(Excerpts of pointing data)
— begin —

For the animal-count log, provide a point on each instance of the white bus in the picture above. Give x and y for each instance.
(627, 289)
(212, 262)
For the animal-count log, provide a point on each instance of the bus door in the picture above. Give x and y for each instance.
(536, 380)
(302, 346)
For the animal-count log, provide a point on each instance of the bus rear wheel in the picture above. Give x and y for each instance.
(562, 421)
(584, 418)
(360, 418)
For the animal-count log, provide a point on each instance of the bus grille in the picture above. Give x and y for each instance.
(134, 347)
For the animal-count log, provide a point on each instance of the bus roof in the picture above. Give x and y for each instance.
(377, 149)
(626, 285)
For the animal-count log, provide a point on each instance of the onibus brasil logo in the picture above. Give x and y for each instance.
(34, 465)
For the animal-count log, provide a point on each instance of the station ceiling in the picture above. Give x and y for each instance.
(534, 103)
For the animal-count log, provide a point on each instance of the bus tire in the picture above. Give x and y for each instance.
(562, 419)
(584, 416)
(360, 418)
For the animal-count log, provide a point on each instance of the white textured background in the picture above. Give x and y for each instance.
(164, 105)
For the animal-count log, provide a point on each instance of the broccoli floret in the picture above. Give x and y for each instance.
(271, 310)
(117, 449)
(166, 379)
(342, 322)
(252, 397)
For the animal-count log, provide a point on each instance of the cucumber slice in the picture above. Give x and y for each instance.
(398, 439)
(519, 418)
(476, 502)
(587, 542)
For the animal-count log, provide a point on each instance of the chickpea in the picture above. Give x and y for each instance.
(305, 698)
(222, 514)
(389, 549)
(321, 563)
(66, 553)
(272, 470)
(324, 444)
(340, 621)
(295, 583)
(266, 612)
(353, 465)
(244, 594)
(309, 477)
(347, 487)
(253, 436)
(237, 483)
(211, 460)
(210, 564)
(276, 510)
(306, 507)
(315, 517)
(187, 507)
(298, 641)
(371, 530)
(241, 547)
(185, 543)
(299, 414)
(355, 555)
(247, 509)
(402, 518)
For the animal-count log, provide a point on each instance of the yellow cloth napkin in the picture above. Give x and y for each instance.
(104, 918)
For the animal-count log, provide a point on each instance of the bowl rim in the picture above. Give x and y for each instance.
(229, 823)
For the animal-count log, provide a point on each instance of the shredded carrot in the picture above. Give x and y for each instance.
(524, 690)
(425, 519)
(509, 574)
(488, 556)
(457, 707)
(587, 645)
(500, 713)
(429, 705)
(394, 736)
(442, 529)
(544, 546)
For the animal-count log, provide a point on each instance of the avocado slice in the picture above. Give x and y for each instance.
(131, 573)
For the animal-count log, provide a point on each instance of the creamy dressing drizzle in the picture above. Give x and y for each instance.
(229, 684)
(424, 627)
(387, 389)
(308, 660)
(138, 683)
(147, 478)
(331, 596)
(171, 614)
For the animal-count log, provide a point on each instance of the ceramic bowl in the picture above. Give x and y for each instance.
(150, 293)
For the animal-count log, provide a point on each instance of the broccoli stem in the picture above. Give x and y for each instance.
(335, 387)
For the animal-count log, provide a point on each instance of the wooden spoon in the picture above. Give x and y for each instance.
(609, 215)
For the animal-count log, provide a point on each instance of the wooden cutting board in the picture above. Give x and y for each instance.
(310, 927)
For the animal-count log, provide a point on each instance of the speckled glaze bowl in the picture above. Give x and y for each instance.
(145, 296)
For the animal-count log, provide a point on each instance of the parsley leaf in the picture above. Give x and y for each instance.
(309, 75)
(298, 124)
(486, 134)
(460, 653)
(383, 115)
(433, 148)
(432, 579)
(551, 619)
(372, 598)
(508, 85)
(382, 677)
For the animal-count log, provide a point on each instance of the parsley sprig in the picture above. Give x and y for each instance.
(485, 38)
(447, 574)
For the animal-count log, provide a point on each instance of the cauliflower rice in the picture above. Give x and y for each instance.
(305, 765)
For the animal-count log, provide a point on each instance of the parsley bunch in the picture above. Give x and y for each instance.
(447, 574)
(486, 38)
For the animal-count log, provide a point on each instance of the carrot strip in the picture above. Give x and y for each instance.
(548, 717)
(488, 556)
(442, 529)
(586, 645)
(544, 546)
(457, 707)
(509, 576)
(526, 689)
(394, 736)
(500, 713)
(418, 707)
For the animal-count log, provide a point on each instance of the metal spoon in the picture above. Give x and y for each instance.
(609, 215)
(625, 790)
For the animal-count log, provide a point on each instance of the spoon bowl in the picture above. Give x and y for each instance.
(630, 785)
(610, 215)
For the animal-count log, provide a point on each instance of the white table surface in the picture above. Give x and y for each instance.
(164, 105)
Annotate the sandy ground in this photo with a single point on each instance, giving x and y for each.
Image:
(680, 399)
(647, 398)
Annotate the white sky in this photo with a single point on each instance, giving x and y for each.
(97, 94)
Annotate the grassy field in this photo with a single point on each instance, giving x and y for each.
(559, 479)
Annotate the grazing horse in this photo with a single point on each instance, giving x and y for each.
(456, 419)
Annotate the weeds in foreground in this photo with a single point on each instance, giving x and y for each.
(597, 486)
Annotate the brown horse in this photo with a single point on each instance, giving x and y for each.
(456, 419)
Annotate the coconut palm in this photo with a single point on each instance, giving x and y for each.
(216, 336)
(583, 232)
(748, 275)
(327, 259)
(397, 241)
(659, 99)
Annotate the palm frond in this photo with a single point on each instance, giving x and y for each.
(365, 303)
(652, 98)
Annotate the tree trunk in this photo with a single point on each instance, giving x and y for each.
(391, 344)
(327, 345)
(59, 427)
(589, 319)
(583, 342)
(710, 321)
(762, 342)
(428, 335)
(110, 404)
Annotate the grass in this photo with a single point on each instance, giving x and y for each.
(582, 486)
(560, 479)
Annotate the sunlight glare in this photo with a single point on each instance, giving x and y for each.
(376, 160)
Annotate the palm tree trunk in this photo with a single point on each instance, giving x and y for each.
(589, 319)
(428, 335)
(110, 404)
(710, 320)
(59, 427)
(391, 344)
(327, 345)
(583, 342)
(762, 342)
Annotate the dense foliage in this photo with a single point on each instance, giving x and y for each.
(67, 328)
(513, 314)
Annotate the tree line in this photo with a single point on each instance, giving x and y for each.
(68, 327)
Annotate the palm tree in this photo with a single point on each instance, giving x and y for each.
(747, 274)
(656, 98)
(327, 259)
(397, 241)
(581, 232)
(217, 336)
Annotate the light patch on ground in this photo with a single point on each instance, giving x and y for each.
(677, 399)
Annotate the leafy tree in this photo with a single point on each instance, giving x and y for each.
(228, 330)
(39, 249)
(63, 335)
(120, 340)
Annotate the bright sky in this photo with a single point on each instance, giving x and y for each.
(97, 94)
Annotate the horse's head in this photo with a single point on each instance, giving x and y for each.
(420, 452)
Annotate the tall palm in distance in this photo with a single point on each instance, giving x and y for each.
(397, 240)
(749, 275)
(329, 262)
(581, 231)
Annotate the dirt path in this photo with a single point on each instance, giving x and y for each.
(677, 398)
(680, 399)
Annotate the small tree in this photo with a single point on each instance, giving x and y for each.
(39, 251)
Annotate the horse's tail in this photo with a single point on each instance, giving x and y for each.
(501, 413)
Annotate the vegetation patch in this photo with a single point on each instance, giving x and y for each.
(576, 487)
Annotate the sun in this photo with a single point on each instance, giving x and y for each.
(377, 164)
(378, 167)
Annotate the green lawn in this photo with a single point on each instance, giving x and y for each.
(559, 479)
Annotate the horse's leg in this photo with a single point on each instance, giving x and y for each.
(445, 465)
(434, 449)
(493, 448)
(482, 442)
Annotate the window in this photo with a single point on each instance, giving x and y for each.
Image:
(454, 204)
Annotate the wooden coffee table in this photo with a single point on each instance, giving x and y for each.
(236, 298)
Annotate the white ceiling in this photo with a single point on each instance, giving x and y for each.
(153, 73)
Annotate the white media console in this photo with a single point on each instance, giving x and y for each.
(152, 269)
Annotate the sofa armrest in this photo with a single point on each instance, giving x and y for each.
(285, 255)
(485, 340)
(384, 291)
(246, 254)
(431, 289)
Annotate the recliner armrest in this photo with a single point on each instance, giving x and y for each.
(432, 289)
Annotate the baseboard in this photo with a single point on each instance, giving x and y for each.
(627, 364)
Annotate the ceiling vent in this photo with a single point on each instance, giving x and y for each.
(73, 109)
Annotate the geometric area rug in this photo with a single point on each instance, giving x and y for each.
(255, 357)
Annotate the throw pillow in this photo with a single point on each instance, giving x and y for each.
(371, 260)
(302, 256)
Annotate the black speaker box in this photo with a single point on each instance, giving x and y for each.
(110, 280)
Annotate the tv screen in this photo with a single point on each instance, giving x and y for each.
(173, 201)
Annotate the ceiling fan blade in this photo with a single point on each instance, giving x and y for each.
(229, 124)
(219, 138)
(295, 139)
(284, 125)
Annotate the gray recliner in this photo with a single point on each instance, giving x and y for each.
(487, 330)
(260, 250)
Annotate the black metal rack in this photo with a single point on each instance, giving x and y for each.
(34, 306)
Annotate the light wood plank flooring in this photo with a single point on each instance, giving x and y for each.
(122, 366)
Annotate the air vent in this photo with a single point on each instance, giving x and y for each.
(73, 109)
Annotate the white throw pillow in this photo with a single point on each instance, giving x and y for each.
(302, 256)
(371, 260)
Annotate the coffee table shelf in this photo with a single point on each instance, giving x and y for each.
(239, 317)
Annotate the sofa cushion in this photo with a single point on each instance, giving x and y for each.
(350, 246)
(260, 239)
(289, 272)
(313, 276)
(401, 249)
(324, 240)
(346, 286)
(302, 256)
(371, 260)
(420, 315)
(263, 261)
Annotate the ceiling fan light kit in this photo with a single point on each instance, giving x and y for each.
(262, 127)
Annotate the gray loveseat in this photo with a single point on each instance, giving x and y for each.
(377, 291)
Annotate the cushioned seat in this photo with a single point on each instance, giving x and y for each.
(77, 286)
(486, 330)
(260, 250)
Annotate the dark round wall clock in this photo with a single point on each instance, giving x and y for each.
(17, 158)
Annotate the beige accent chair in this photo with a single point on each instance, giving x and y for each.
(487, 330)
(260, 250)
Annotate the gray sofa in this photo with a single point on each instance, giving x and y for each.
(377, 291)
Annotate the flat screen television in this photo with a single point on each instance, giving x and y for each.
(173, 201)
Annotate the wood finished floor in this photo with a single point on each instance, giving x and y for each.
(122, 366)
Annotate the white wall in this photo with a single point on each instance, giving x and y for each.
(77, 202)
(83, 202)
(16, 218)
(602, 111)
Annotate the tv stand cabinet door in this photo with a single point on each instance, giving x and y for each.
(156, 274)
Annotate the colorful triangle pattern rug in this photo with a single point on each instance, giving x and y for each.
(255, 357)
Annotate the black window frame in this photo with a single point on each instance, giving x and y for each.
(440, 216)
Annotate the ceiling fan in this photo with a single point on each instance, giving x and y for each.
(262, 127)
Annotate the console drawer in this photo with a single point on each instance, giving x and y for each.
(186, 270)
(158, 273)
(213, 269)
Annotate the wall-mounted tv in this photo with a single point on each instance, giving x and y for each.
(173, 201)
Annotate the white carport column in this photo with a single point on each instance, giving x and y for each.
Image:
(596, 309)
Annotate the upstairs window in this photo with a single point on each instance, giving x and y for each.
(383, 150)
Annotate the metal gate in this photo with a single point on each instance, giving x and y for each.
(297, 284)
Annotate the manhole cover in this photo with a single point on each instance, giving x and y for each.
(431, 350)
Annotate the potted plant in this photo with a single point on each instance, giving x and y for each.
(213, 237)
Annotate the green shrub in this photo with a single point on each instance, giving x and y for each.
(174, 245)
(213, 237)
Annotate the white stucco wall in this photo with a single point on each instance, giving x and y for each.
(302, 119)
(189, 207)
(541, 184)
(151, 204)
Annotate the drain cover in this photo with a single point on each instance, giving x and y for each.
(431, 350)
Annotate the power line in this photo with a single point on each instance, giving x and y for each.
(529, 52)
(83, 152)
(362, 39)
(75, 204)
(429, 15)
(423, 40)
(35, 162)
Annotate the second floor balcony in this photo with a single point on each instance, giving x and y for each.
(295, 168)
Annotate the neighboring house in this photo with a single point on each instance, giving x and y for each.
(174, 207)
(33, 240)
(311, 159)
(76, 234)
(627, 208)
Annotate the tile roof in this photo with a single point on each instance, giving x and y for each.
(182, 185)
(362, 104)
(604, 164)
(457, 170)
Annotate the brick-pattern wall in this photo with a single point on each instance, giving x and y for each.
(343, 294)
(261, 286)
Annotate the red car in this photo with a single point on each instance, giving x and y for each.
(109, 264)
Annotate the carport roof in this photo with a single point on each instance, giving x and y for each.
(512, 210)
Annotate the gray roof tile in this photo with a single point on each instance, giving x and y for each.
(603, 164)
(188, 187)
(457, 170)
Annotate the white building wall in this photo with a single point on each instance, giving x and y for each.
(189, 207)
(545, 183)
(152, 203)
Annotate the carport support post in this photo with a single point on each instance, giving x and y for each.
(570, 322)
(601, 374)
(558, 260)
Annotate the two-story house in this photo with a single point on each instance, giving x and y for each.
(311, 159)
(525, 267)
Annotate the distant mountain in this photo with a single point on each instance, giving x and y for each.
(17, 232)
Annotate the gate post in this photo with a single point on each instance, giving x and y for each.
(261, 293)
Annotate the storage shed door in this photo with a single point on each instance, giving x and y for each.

— end —

THE EXERCISE - Could you reproduce everything from the line containing "Annotate the brick-pattern" down to the last of the items above, keeping every line unchanged?

RESULT OF THE EXERCISE -
Annotate the brick-pattern wall in this photo with a single point on each instance, giving x and y for each.
(343, 294)
(261, 286)
Annotate the red car in this photo with a single point on each instance, giving x and y for each.
(109, 264)
Annotate the carport roof in this photo with a single point on each instance, giving x and y for each.
(512, 210)
Annotate the gray roof tile in this photo with a single point on each instance, giving x and y for each.
(603, 164)
(188, 187)
(457, 170)
Annotate the white building wall in this photo with a single point on each instance, giving x and y for each.
(189, 207)
(545, 183)
(152, 203)
Annotate the carport support post in this photo with a single point on each instance, giving x and y for each.
(570, 322)
(601, 374)
(558, 260)
Annotate the two-story house in this photo with a single point on each instance, giving x and y for each.
(311, 159)
(525, 267)
Annotate the distant mountain in this photo with a single point on each instance, giving x and y for each.
(17, 232)
Annotate the gate post in this photo with a single point on each instance, giving x and y for each.
(261, 293)
Annotate the storage shed door in this photo with a single point on each instance, giving x and y for each.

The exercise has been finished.